> _AIM OF THE TASK_:
Give the data again in full, exactly as written below.

Saved entries
-------
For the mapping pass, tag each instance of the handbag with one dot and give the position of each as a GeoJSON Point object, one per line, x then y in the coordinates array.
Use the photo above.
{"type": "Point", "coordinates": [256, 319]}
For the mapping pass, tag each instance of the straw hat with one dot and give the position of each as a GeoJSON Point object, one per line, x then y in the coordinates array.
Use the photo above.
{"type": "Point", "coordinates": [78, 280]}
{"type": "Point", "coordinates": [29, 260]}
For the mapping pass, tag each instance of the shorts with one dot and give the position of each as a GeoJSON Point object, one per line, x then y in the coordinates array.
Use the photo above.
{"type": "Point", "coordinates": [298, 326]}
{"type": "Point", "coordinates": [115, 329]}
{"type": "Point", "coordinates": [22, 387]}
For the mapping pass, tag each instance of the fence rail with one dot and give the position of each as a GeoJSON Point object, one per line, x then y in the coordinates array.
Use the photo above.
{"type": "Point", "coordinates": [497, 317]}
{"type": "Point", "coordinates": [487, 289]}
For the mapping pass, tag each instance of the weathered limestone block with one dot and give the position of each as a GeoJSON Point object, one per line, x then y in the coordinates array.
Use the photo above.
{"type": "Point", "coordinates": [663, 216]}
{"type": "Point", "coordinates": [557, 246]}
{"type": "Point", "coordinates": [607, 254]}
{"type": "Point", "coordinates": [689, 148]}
-------
> _ANSWER TO THIS PROBLEM_:
For the mapping pass, tag each instance of the handbag with one dot and give the position of each as a GeoJSON Point object, one per line, x then y in the coordinates array.
Use the photo above.
{"type": "Point", "coordinates": [256, 319]}
For the mapping pass, tag each instance of the straw hat with one dot and give the position of each as a GeoJSON Point object, one per line, x then y in the coordinates array.
Use the photo above.
{"type": "Point", "coordinates": [78, 280]}
{"type": "Point", "coordinates": [29, 260]}
For the mapping pass, tag each instance of the shorts with one dot and give the position of each as a GeoJSON Point object, one per line, x then y in the coordinates array.
Use the photo above.
{"type": "Point", "coordinates": [298, 326]}
{"type": "Point", "coordinates": [115, 329]}
{"type": "Point", "coordinates": [22, 387]}
For the mapping pass, tag each instance of the fence rail with one dot and give the position of each as a GeoJSON Point object, one per line, x then y in the coordinates array.
Use the photo above.
{"type": "Point", "coordinates": [497, 317]}
{"type": "Point", "coordinates": [487, 289]}
For the mapping pass, tag each instance of the weathered limestone block with one dot and give the position of each as a GeoJSON Point object, one per line, x then y in the coordinates array.
Use the photo above.
{"type": "Point", "coordinates": [663, 216]}
{"type": "Point", "coordinates": [557, 246]}
{"type": "Point", "coordinates": [607, 254]}
{"type": "Point", "coordinates": [689, 148]}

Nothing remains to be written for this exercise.